*Task to complete*.
Rewrite the records from the start through the line holding "0 50 L 4 49", inclusive, with the requests kept in. Shift every coordinate in the answer outlines by -83, and leave the requests and their sample outlines unchanged.

[start of Listed records]

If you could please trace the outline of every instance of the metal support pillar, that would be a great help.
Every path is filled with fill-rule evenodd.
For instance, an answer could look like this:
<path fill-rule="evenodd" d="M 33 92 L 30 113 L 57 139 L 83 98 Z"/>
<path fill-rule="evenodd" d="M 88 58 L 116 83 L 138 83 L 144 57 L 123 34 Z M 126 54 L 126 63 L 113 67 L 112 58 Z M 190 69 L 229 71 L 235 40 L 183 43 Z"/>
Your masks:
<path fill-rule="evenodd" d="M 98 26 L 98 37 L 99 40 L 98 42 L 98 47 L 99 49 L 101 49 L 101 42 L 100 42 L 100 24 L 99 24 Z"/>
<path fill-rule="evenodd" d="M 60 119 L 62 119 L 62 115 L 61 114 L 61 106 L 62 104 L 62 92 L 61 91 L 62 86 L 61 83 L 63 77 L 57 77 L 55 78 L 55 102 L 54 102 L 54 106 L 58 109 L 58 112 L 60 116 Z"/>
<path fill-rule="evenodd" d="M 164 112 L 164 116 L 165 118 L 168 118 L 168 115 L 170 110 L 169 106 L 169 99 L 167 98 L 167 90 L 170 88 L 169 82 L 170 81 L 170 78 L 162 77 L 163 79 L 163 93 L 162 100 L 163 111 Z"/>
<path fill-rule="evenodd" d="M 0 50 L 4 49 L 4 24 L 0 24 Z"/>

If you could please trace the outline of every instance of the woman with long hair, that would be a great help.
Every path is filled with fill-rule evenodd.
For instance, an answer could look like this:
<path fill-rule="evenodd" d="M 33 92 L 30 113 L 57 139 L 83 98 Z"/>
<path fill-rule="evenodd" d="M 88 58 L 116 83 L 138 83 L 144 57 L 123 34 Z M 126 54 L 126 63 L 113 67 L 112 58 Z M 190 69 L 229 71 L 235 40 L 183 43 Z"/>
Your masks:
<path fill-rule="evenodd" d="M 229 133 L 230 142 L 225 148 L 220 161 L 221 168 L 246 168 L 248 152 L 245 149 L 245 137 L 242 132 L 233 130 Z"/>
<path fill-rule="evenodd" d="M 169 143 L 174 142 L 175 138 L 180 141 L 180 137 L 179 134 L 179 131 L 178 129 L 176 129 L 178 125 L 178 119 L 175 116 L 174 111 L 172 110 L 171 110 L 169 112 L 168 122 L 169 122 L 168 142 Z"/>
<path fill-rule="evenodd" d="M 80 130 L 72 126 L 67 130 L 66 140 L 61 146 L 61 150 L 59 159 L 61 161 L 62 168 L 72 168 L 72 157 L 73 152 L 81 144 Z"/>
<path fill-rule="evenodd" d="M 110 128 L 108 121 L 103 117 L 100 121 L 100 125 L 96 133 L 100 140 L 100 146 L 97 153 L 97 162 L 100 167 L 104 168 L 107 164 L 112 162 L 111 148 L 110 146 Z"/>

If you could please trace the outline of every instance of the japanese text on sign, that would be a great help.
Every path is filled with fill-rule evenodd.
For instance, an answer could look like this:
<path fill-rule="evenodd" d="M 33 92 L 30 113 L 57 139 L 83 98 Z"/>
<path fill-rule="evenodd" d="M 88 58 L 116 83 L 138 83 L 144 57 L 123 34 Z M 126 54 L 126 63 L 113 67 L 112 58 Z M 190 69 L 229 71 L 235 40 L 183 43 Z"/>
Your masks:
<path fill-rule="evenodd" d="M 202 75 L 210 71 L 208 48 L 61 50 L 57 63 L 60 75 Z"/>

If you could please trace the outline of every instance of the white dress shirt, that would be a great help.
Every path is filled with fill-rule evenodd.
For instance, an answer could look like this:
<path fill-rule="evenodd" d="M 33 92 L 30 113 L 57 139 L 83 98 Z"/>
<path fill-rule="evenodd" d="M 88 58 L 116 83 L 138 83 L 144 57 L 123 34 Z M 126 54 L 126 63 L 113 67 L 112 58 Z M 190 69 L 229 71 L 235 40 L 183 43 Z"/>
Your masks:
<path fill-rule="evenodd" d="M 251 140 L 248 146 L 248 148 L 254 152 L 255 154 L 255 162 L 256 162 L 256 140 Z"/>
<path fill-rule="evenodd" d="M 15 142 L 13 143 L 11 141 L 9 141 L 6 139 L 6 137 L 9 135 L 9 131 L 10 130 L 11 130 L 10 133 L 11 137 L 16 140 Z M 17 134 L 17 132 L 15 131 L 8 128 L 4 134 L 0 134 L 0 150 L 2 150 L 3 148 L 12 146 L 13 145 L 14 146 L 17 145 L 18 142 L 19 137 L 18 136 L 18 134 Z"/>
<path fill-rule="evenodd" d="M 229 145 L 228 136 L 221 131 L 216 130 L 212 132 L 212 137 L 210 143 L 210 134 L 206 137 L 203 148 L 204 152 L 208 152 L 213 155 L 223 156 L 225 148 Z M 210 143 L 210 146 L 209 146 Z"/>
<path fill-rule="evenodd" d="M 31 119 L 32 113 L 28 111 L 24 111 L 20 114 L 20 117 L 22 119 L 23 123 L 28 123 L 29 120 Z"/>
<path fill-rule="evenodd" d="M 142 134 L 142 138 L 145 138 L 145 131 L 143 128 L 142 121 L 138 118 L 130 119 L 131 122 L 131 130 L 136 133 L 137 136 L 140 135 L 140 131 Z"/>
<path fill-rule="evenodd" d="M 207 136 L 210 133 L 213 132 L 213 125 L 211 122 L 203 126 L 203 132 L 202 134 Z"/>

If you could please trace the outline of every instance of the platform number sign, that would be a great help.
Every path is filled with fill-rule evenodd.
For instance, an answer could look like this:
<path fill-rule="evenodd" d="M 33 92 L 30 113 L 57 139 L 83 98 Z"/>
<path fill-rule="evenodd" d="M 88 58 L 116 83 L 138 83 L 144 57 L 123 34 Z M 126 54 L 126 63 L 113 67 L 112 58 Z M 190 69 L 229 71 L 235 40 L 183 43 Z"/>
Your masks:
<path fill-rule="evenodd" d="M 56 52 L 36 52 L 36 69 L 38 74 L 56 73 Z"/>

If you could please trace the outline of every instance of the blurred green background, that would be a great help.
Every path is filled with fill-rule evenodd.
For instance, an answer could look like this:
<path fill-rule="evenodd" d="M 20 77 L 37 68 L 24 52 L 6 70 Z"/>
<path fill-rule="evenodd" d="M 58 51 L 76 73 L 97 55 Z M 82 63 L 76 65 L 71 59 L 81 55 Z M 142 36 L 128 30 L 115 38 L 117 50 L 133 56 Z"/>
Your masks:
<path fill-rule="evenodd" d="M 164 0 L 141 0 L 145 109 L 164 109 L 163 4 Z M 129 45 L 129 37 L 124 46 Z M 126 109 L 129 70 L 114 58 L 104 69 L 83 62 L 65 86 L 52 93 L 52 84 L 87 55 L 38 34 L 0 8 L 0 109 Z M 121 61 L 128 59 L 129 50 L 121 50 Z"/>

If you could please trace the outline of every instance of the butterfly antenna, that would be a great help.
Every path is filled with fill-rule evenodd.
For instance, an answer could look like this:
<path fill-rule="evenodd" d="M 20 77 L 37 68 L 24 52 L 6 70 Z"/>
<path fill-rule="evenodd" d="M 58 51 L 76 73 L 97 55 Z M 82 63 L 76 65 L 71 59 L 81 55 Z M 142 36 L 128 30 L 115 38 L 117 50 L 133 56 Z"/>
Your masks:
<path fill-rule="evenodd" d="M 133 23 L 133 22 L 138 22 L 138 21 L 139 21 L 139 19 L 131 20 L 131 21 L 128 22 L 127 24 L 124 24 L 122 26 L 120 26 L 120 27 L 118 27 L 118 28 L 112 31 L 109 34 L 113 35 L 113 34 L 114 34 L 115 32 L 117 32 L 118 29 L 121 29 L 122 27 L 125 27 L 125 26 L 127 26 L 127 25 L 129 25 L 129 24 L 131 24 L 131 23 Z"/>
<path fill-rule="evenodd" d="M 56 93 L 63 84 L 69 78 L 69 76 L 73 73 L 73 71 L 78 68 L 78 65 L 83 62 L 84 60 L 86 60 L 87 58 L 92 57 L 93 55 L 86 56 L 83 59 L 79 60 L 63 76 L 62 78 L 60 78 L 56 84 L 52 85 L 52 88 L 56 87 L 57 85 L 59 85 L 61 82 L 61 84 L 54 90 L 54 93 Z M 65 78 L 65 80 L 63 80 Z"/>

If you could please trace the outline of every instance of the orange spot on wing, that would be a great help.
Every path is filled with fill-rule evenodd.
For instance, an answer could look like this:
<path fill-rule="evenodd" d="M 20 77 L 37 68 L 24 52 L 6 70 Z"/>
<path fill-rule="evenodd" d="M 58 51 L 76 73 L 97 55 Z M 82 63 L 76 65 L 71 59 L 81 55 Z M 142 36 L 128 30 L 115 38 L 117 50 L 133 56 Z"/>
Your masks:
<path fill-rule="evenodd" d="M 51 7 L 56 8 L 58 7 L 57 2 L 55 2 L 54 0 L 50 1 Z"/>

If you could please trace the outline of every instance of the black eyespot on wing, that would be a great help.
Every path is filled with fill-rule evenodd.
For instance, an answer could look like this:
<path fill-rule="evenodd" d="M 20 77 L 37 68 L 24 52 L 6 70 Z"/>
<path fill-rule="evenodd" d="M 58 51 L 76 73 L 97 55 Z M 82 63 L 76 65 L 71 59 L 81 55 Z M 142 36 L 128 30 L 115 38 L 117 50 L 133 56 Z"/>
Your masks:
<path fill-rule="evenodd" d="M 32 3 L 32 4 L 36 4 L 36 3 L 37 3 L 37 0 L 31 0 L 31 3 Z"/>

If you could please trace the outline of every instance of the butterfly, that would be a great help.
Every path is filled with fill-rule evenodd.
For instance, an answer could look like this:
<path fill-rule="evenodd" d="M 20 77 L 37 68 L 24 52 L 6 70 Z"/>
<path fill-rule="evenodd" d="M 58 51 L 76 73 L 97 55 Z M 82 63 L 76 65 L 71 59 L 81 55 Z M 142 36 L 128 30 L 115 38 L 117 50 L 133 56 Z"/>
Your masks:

[end of Listed records]

*The answer*.
If you could please trace the outline of every instance of the metal support pillar, that would be a great help.
Every path is filled with fill-rule evenodd.
For instance, an answer could look like this:
<path fill-rule="evenodd" d="M 33 92 L 30 113 L 57 139 L 83 98 Z"/>
<path fill-rule="evenodd" d="M 88 58 L 116 83 L 138 83 L 144 57 L 123 34 Z M 126 54 L 126 63 L 113 67 L 112 58 Z M 190 69 L 229 71 L 235 40 L 183 43 Z"/>
Your masks:
<path fill-rule="evenodd" d="M 15 -57 L 15 -46 L 16 -43 L 15 -41 L 15 -36 L 16 -34 L 18 -34 L 18 -41 L 17 -41 L 17 -59 L 16 -59 Z"/>
<path fill-rule="evenodd" d="M -23 36 L -21 36 L -21 32 L -22 31 L -22 23 L -21 21 L -21 9 L -22 8 L -21 3 L -22 0 L -20 -6 L -26 -6 L -28 -5 L -28 19 L -29 19 L -29 23 L -25 26 L -25 29 L -23 33 Z"/>
<path fill-rule="evenodd" d="M 81 29 L 81 33 L 82 35 L 85 35 L 85 32 L 87 27 L 86 23 L 86 16 L 84 15 L 84 7 L 87 5 L 86 -1 L 87 -2 L 87 -5 L 79 -6 L 80 -4 L 80 10 L 79 17 L 80 28 Z"/>
<path fill-rule="evenodd" d="M -83 -33 L -79 -34 L -79 -59 L -83 -59 Z"/>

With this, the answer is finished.